• **Written exercise**
Copy every line of the data below without changes, omitting the pictures.

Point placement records
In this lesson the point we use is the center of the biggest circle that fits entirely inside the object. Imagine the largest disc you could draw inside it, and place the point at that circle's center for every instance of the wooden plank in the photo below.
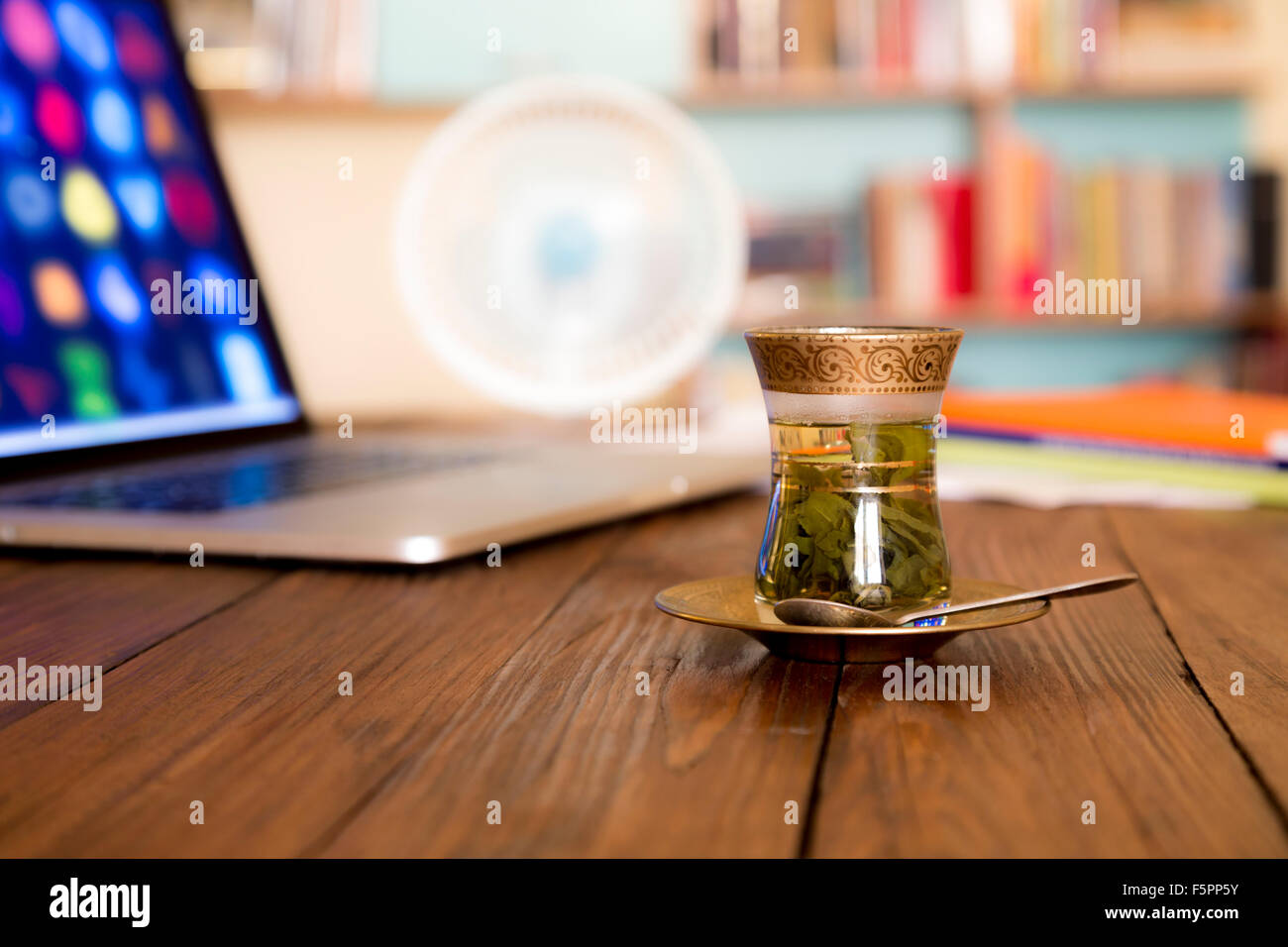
(1220, 581)
(56, 611)
(1090, 702)
(584, 766)
(243, 711)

• **The answer**
In this lesson the point we use is the center of the biggest circle that fits entirely inside the object. Imagine the largest disc you could draw inside it, and place the point at that circle's center for every instance of the wooden plank in the photo below.
(1220, 581)
(56, 611)
(1090, 702)
(584, 766)
(243, 711)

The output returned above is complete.